Point-per-instance localization data:
========================================

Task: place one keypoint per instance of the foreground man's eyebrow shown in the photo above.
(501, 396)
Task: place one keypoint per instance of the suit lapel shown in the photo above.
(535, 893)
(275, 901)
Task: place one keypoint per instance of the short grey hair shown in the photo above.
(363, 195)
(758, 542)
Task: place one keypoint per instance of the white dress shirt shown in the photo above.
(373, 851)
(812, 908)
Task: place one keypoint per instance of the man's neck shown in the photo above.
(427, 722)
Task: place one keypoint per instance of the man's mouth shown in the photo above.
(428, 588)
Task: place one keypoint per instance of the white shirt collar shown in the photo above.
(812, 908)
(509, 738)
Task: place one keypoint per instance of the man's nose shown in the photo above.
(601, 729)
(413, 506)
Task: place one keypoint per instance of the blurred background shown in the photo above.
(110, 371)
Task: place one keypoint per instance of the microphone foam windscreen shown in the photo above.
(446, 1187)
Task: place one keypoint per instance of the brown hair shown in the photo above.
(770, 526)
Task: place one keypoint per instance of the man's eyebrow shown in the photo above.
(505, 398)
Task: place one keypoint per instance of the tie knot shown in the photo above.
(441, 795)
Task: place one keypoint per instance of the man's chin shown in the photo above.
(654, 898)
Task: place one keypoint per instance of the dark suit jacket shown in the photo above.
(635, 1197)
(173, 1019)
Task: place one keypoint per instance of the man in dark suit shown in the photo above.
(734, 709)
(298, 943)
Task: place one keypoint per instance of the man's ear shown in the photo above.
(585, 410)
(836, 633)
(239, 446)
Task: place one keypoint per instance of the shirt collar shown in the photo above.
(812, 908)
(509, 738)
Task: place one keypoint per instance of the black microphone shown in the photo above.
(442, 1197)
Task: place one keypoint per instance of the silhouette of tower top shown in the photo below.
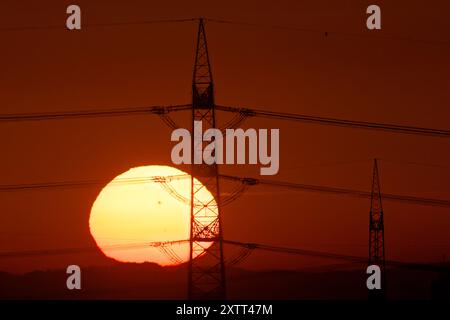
(202, 77)
(206, 263)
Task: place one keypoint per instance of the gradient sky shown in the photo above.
(353, 77)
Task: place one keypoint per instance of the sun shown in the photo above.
(135, 209)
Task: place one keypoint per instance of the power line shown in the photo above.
(245, 112)
(87, 183)
(130, 111)
(95, 25)
(341, 191)
(249, 112)
(244, 180)
(327, 33)
(66, 251)
(247, 245)
(336, 256)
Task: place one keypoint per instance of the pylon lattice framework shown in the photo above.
(206, 272)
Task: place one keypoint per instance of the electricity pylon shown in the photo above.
(376, 234)
(206, 262)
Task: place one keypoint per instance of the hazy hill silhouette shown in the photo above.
(149, 281)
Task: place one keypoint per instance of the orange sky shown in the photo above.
(360, 78)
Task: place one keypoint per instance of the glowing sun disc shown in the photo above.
(134, 209)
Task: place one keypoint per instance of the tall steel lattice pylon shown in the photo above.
(206, 262)
(376, 234)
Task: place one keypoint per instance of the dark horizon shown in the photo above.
(298, 57)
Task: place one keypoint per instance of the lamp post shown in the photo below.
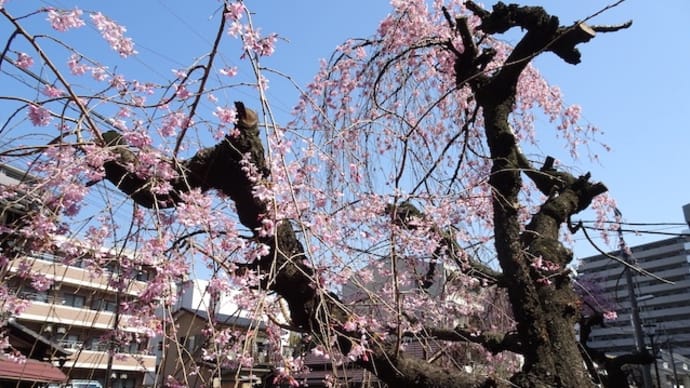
(634, 308)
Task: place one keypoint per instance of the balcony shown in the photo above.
(76, 276)
(94, 359)
(71, 316)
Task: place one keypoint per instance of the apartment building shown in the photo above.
(80, 310)
(664, 307)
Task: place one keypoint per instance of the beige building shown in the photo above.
(80, 310)
(187, 358)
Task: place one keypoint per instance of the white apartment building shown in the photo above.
(664, 308)
(79, 310)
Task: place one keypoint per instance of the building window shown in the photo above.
(103, 305)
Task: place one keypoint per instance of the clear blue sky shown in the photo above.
(632, 84)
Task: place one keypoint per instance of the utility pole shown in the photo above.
(634, 308)
(673, 362)
(651, 330)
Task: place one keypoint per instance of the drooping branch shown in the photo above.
(223, 167)
(545, 315)
(407, 216)
(615, 377)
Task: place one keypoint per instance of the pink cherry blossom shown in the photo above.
(65, 20)
(52, 91)
(24, 60)
(113, 33)
(39, 115)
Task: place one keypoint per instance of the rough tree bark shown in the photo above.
(546, 314)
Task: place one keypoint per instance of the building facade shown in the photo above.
(80, 310)
(213, 343)
(663, 307)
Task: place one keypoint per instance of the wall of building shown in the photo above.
(665, 307)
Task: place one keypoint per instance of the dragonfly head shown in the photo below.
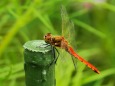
(47, 38)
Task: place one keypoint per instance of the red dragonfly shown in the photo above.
(61, 42)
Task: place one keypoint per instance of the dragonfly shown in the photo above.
(61, 41)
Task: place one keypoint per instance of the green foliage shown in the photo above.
(21, 21)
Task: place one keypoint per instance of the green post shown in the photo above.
(38, 68)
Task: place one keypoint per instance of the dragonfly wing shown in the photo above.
(68, 31)
(67, 26)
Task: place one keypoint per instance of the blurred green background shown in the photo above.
(25, 20)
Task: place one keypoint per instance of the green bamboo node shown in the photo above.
(38, 57)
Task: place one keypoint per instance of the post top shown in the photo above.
(37, 46)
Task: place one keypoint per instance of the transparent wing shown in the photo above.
(68, 31)
(67, 26)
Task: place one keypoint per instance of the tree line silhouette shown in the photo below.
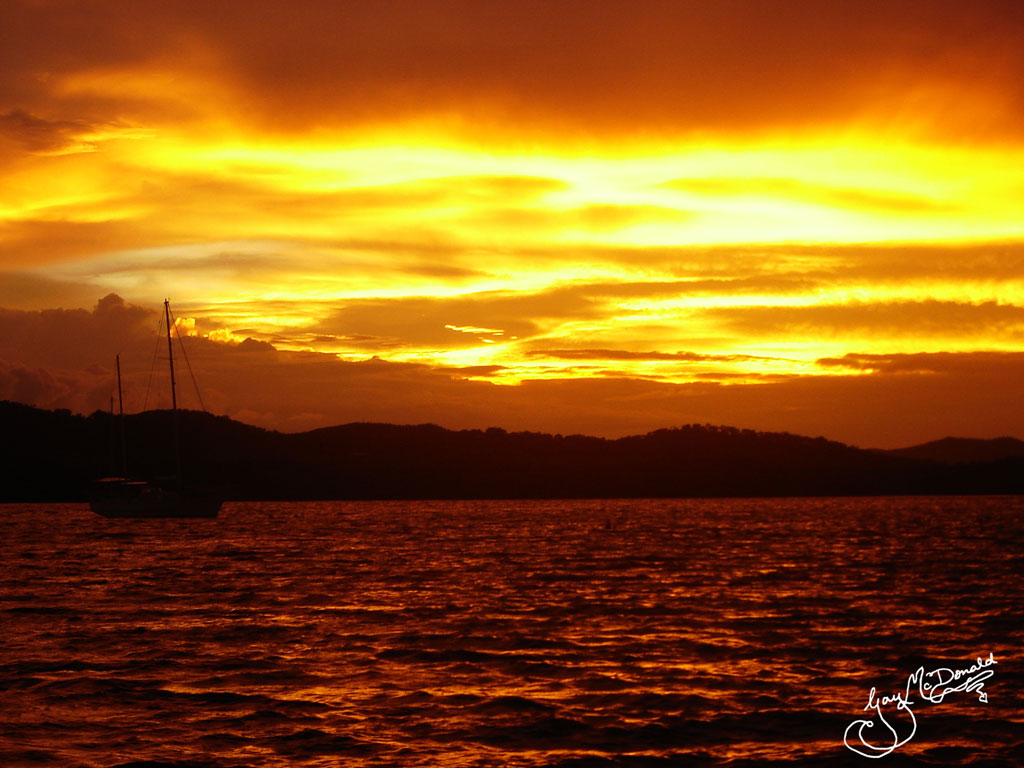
(56, 456)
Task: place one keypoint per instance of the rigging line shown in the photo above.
(181, 344)
(153, 365)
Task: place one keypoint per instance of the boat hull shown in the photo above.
(119, 498)
(187, 507)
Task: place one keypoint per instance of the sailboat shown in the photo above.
(125, 498)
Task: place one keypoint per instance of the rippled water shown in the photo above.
(635, 633)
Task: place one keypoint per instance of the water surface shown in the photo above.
(596, 633)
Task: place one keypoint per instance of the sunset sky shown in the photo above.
(597, 217)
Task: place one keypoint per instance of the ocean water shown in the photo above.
(591, 633)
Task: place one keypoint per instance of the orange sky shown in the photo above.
(563, 216)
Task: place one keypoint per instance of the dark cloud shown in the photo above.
(581, 67)
(822, 195)
(623, 354)
(37, 134)
(958, 364)
(918, 318)
(55, 359)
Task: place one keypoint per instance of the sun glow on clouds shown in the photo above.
(456, 190)
(291, 232)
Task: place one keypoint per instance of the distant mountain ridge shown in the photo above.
(56, 456)
(964, 450)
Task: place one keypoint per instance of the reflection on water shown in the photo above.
(597, 633)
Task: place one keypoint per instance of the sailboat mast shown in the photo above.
(170, 353)
(174, 395)
(121, 419)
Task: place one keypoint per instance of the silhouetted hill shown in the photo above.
(965, 450)
(55, 456)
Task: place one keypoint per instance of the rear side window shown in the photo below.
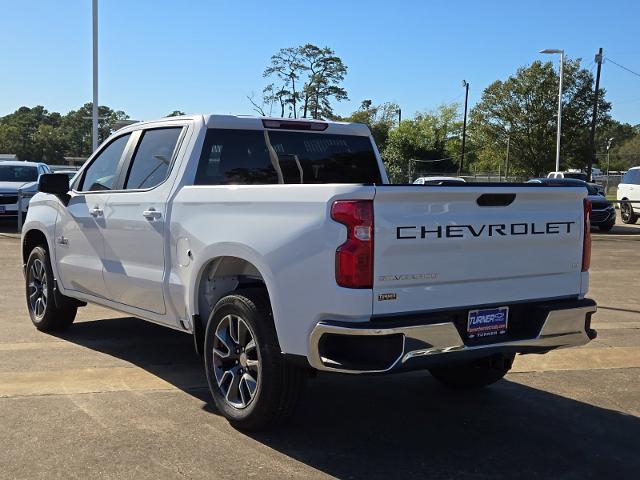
(325, 158)
(150, 164)
(245, 157)
(235, 157)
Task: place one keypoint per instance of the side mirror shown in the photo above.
(54, 183)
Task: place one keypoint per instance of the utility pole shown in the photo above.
(506, 166)
(465, 84)
(94, 112)
(592, 135)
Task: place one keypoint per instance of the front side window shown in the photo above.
(12, 173)
(101, 174)
(150, 164)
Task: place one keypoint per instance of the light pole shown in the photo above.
(561, 52)
(606, 188)
(465, 84)
(94, 111)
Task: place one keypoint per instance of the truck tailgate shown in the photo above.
(441, 247)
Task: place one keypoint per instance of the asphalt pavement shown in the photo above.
(116, 397)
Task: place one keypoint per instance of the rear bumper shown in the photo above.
(421, 341)
(603, 217)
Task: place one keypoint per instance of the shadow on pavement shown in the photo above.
(406, 425)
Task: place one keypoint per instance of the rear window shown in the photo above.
(246, 157)
(576, 175)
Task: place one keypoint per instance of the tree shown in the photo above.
(19, 132)
(76, 128)
(524, 107)
(305, 80)
(286, 66)
(626, 155)
(325, 73)
(428, 143)
(379, 118)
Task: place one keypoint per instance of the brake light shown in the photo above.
(586, 247)
(294, 125)
(354, 258)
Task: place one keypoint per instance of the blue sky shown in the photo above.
(207, 56)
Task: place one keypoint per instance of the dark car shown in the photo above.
(603, 213)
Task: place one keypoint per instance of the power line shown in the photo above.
(623, 67)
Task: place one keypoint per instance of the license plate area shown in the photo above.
(487, 322)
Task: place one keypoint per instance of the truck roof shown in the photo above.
(252, 122)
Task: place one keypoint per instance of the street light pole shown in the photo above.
(94, 110)
(561, 52)
(465, 84)
(606, 188)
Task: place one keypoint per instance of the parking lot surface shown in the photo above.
(116, 397)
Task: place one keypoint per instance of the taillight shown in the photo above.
(586, 247)
(354, 258)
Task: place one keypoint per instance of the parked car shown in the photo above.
(256, 236)
(18, 177)
(629, 191)
(603, 212)
(437, 180)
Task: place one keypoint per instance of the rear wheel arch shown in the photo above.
(221, 276)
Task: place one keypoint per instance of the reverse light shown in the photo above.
(586, 247)
(354, 258)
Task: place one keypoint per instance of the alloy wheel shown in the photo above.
(37, 285)
(236, 361)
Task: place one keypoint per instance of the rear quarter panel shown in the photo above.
(286, 232)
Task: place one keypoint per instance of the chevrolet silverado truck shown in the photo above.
(281, 247)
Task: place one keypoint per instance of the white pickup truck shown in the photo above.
(280, 246)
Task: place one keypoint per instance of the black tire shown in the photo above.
(278, 383)
(626, 213)
(45, 313)
(475, 374)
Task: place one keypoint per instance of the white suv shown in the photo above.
(629, 189)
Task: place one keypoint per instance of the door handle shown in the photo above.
(96, 211)
(151, 214)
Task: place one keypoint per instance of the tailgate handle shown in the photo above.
(496, 199)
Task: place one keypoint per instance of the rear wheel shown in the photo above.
(626, 213)
(475, 374)
(45, 314)
(252, 385)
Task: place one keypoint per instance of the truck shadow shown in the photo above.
(406, 425)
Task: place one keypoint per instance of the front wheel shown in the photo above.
(626, 213)
(44, 313)
(252, 385)
(475, 374)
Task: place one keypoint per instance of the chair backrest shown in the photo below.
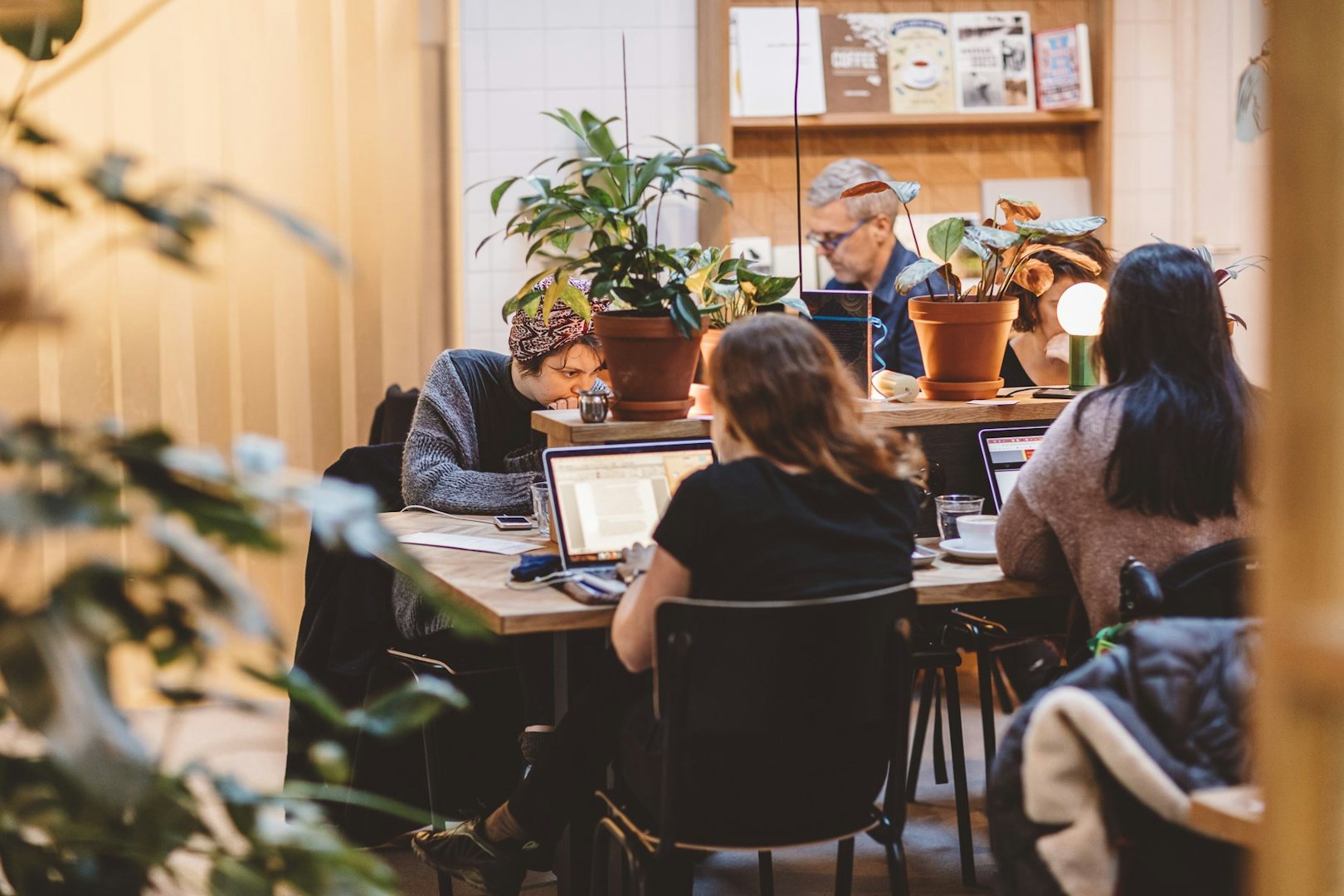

========================================

__WHAT THE EXERCISE ASKS__. Repeat verbatim the range of lines that opens at the line containing "Task: place one keypoint per instance of the truck shadow" and closes at the last line of the entries, excluding all pictures.

__WRITTEN RESPONSE__.
Task: place one keypoint per instance of the truck shadow shown in the photo above.
(406, 425)
Task: place one keypoint per instance of the front wheel shown in the photo above.
(626, 213)
(44, 313)
(252, 385)
(475, 374)
Task: place one keypoint per instance of the chair backrest shown in the photo below.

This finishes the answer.